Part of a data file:
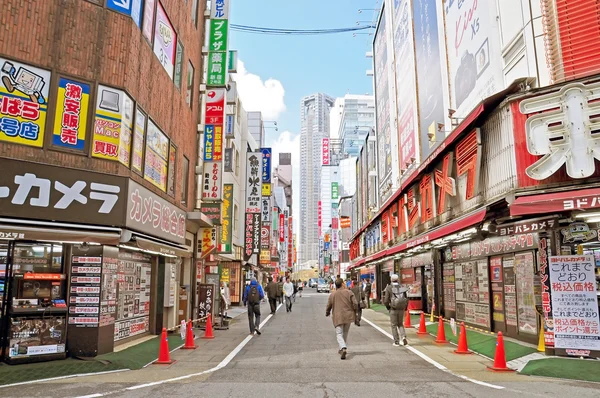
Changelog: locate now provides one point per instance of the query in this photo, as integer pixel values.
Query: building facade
(314, 111)
(98, 173)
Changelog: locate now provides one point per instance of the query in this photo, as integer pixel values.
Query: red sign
(325, 151)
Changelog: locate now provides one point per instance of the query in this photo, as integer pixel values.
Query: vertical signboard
(405, 84)
(382, 105)
(429, 77)
(474, 55)
(226, 220)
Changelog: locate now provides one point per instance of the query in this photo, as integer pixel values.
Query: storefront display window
(524, 270)
(133, 295)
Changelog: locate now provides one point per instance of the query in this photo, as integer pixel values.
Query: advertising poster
(70, 121)
(107, 124)
(226, 229)
(405, 84)
(429, 77)
(148, 21)
(23, 103)
(382, 105)
(165, 40)
(212, 181)
(138, 141)
(474, 55)
(574, 302)
(157, 155)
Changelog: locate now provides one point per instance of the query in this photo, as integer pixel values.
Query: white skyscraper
(314, 114)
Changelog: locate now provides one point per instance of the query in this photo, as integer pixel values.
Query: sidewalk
(138, 357)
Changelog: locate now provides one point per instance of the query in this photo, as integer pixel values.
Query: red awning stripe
(556, 202)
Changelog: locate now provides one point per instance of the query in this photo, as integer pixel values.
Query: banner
(226, 220)
(70, 121)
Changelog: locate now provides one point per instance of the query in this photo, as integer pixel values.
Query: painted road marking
(433, 362)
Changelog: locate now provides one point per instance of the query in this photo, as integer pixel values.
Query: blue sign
(266, 165)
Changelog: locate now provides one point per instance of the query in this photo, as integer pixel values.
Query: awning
(556, 202)
(23, 232)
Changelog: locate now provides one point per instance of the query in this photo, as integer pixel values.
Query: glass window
(184, 182)
(190, 84)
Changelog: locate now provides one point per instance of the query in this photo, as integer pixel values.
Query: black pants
(253, 316)
(273, 304)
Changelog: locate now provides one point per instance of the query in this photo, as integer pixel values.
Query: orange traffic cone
(208, 331)
(462, 341)
(500, 357)
(189, 338)
(164, 356)
(407, 319)
(422, 329)
(441, 337)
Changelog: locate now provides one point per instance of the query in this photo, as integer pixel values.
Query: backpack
(399, 300)
(253, 296)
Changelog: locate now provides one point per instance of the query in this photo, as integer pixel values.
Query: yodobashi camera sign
(474, 53)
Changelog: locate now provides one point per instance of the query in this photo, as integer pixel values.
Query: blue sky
(333, 64)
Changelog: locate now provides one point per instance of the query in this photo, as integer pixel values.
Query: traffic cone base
(208, 334)
(422, 328)
(463, 348)
(189, 337)
(500, 357)
(441, 337)
(164, 356)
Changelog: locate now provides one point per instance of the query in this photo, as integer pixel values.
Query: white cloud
(257, 95)
(288, 142)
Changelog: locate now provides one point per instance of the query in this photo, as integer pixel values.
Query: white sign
(574, 302)
(474, 54)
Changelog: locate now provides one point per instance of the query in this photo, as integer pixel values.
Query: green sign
(217, 68)
(218, 35)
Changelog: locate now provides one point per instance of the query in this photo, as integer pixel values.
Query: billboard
(429, 73)
(474, 56)
(405, 84)
(382, 105)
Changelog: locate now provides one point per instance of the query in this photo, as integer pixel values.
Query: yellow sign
(266, 189)
(23, 103)
(70, 120)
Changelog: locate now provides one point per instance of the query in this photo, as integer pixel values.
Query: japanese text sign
(70, 121)
(165, 40)
(151, 214)
(212, 183)
(23, 103)
(54, 193)
(574, 302)
(266, 164)
(253, 182)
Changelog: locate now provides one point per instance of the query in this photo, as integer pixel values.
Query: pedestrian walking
(396, 301)
(288, 291)
(272, 290)
(360, 299)
(252, 297)
(280, 290)
(368, 287)
(342, 303)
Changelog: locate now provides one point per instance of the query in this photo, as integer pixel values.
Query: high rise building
(314, 113)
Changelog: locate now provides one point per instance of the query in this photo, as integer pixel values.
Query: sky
(275, 72)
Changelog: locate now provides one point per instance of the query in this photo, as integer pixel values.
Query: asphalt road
(296, 356)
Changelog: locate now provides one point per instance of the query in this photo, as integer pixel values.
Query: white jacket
(288, 289)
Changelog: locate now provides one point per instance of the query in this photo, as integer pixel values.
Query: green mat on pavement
(130, 358)
(484, 344)
(575, 369)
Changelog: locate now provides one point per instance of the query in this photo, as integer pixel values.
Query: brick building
(98, 142)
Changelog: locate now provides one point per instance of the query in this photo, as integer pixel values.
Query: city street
(296, 356)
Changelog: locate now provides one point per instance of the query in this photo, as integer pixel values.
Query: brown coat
(343, 304)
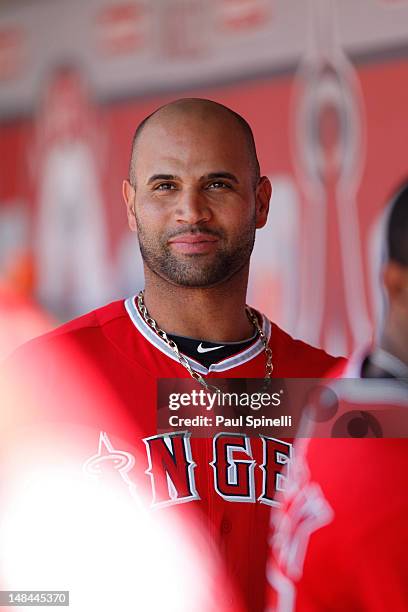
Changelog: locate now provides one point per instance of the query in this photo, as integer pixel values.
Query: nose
(192, 208)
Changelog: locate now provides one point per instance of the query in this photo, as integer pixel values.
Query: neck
(395, 341)
(215, 314)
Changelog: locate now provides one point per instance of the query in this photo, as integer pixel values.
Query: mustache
(193, 230)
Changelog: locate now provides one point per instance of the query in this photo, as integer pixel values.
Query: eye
(164, 187)
(218, 185)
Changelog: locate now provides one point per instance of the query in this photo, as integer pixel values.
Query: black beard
(195, 270)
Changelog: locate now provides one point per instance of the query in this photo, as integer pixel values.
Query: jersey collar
(222, 366)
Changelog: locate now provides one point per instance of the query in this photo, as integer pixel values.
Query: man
(195, 198)
(341, 536)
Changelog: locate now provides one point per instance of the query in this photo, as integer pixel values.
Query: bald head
(201, 111)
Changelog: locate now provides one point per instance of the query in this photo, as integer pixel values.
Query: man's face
(195, 203)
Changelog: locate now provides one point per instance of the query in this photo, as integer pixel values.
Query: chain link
(182, 359)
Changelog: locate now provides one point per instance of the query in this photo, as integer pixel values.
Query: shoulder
(84, 330)
(300, 359)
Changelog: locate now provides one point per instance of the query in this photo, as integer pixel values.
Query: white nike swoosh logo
(201, 349)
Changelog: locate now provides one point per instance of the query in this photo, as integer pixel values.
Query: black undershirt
(220, 350)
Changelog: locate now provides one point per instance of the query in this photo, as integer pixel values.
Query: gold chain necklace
(183, 361)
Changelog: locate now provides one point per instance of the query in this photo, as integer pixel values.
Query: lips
(194, 243)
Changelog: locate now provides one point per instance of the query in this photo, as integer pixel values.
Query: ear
(263, 196)
(395, 277)
(129, 196)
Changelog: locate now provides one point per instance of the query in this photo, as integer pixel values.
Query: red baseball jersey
(340, 537)
(229, 482)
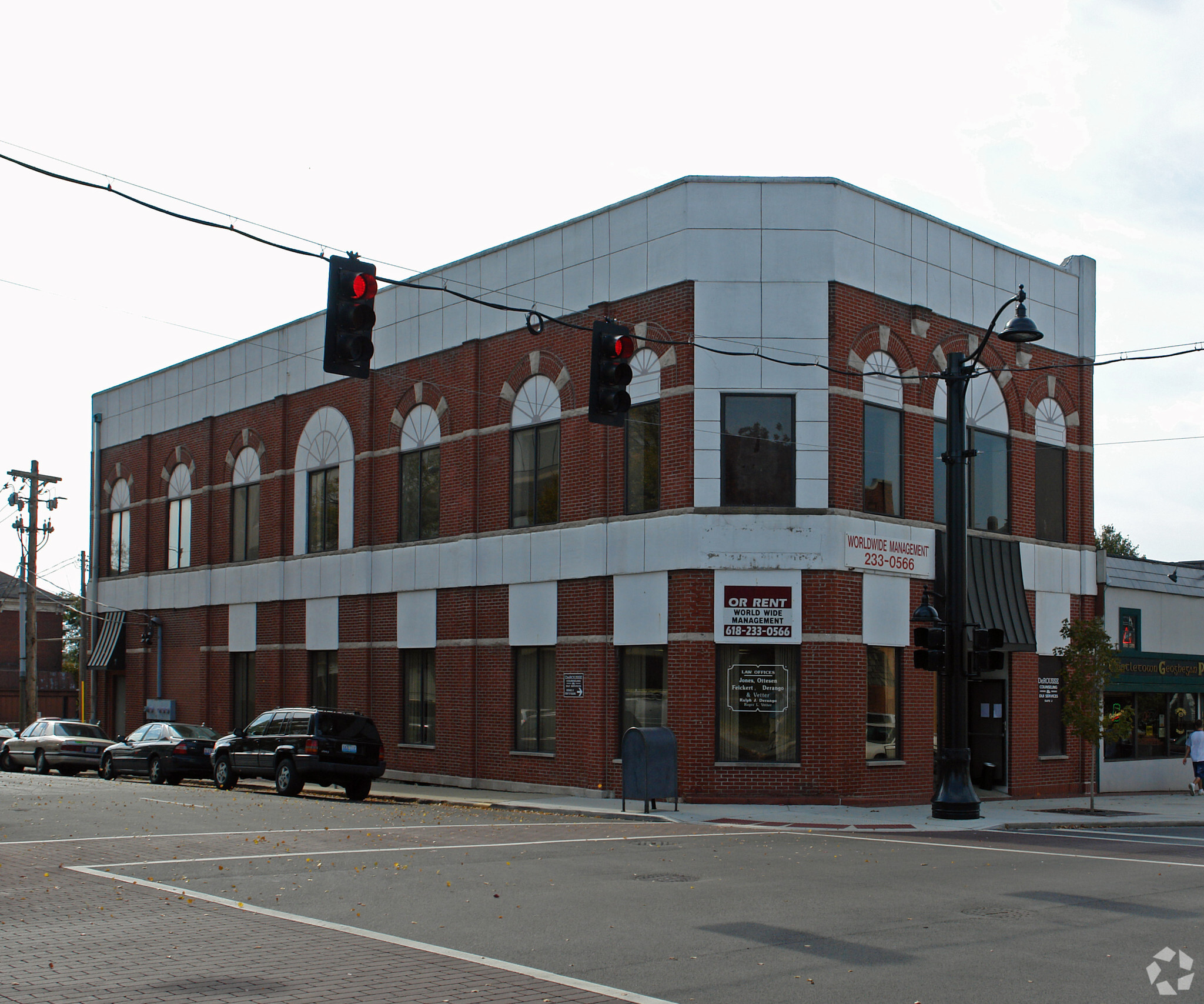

Required task -
Gather each line of the records above that contains the string "building". Case matters.

Answer to this problem -
Query: building facade
Query: high rise building
Query: brick building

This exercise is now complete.